## Texto de lectura
________________________

Todos mis escritos empiezan con un "quizás"
Todas mis canciones comienzan con una larga nota mantenida que da rienda suelta al dolor.
Todos mis dibujos son una mezcla de grafito y melancolía tintada con acuarelas grises.
Será por eso que hoy no sé exactamente qué hacer para purgar la pena. Puedo cantar y que mis manos plasmen por sí solas lo que quieren desahogar. Puedo no hacer ninguna de ellas porque, como descubrí hace tiempo, el calambre en los dedos cuando finalizas la obra que grita tu frustración y el mareo de ideas vacías no es suficiente; y siempre necesitas más. Más veneno. Más nostalgia. Más pena.
He almacenado demasiados calambres y vacíos, esperando complacer un alma más morbosa que bohemia. Un alma que se recrea en su oscuridad. Pero no es lo mismo cuando colma el vaso una gota que no va dirigida a ti. Cuando el amor que se ve truncado no es el tuyo. Cuando la traición es ciega a los ojos más inocentes del mundo. Cuando no es tu lealtad la que quebrantan. Cuando no es a ti a quien quiebran en miles de pedacitos que se esparcen sin saber cómo recomponerse.

________________________

## Registros
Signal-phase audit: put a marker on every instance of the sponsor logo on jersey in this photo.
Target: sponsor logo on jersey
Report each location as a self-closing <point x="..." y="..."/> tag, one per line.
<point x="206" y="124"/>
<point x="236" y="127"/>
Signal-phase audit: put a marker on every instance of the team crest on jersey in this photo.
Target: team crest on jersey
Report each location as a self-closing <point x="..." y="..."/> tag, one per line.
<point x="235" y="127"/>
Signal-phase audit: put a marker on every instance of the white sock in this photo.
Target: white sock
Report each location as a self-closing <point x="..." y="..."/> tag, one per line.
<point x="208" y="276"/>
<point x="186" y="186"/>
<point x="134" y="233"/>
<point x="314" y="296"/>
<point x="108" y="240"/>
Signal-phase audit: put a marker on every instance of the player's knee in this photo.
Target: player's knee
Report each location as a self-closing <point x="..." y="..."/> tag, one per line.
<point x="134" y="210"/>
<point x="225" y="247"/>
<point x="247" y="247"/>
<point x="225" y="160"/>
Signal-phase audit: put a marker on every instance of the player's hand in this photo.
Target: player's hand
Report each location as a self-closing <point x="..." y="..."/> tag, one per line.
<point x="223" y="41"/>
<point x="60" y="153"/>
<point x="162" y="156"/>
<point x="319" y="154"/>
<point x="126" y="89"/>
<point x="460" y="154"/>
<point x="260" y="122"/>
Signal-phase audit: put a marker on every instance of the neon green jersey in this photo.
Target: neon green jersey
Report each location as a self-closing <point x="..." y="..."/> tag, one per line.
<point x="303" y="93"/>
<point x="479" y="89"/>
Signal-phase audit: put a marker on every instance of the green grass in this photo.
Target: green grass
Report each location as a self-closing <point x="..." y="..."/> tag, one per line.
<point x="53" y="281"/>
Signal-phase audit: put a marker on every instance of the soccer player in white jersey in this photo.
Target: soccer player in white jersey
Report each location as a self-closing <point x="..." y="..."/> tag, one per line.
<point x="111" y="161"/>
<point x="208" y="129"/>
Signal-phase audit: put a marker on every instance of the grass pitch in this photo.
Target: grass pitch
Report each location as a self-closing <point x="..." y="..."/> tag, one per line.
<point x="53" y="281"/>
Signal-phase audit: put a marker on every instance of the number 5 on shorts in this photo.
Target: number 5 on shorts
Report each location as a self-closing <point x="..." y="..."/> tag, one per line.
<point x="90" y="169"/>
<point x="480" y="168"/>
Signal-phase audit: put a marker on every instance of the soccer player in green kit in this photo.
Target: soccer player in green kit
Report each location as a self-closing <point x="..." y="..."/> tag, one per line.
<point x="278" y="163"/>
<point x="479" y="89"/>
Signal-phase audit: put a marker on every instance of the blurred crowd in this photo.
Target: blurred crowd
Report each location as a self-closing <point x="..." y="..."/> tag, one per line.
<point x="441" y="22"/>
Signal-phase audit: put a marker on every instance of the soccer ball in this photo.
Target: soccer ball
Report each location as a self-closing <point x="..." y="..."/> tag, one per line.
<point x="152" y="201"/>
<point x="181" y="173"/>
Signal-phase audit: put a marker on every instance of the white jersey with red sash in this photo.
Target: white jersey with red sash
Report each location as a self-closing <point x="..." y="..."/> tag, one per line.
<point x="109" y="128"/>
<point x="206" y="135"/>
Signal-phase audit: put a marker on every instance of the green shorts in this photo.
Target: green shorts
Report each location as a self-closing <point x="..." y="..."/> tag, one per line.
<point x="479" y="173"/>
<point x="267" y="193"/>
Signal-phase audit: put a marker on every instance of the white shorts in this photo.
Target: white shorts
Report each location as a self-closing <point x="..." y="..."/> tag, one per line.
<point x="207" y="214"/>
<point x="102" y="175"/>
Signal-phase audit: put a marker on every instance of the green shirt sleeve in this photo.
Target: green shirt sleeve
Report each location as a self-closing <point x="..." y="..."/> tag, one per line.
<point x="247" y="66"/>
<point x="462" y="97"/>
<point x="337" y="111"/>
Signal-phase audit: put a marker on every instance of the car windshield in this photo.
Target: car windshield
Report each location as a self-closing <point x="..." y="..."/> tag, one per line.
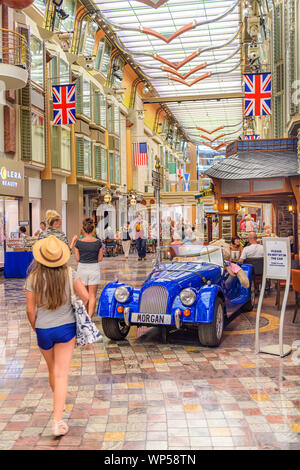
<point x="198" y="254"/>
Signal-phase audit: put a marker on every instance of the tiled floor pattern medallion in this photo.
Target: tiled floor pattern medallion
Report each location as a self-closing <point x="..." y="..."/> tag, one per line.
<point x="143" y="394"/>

________________________

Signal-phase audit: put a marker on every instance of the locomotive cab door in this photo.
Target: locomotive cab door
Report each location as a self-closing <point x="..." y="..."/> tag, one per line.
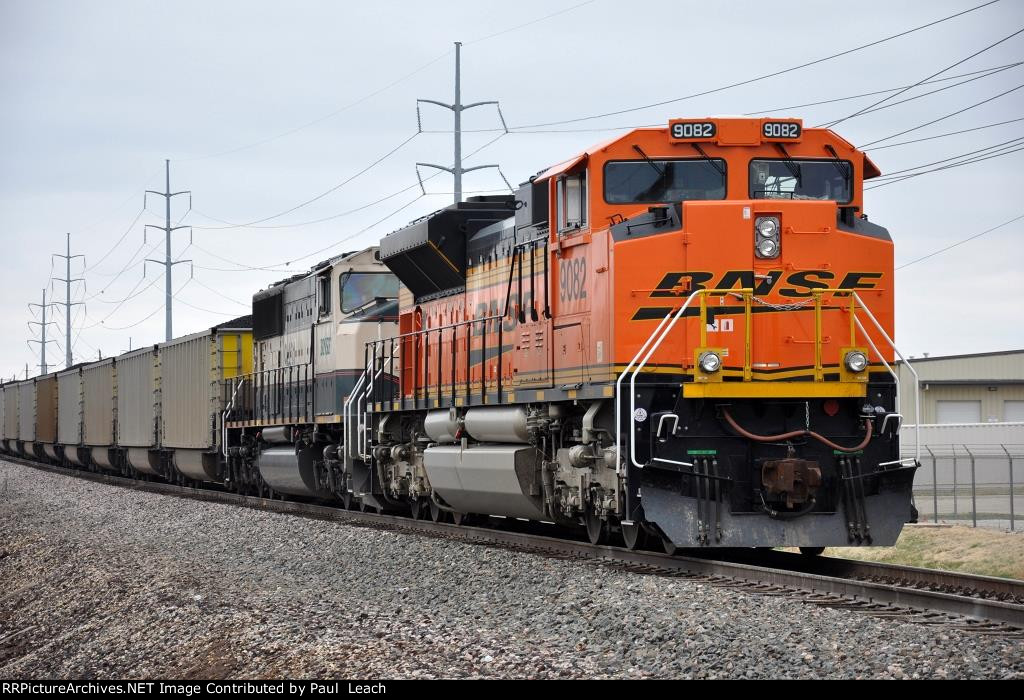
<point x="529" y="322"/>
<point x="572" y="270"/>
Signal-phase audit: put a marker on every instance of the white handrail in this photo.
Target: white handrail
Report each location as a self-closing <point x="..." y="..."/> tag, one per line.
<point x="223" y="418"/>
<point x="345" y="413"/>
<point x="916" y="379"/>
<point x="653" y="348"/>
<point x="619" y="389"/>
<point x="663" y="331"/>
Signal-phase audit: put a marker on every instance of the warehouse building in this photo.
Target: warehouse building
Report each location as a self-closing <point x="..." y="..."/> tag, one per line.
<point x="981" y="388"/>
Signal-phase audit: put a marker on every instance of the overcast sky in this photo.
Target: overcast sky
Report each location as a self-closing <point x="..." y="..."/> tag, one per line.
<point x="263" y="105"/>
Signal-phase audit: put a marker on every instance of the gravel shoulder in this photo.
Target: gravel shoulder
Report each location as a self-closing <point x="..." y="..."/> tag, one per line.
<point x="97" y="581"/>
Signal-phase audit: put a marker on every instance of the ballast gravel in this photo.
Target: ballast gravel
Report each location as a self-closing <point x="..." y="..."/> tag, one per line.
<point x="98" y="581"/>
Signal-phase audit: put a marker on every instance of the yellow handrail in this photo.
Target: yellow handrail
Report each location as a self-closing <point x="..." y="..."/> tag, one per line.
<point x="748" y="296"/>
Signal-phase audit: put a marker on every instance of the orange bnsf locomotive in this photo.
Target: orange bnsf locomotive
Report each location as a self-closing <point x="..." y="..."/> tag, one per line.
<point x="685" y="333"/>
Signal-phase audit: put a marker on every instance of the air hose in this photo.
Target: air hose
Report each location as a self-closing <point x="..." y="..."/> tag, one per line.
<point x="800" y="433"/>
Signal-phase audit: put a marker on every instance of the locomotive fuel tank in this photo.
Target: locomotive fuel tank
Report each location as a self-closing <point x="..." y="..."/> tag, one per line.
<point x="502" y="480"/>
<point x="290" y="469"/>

________________________

## Tareas
1. Traduce al inglés esta oración del texto: "Todos mis dibujos son una mezcla de grafito y melancolía tintada con acuarelas grises."
2. Copia sin cambios el fragmento del texto desde "Será por eso" hasta "saber cómo recomponerse.".

## Respuestas
1. All my drawings are a mix of graphite and melancholy tinted with gray watercolors.

2.
Será por eso que hoy no sé exactamente qué hacer para purgar la pena. Puedo cantar y que mis manos plasmen por sí solas lo que quieren desahogar. Puedo no hacer ninguna de ellas porque, como descubrí hace tiempo, el calambre en los dedos cuando finalizas la obra que grita tu frustración y el mareo de ideas vacías no es suficiente; y siempre necesitas más. Más veneno. Más nostalgia. Más pena.
He almacenado demasiados calambres y vacíos, esperando complacer un alma más morbosa que bohemia. Un alma que se recrea en su oscuridad. Pero no es lo mismo cuando colma el vaso una gota que no va dirigida a ti. Cuando el amor que se ve truncado no es el tuyo. Cuando la traición es ciega a los ojos más inocentes del mundo. Cuando no es tu lealtad la que quebrantan. Cuando no es a ti a quien quiebran en miles de pedacitos que se esparcen sin saber cómo recomponerse.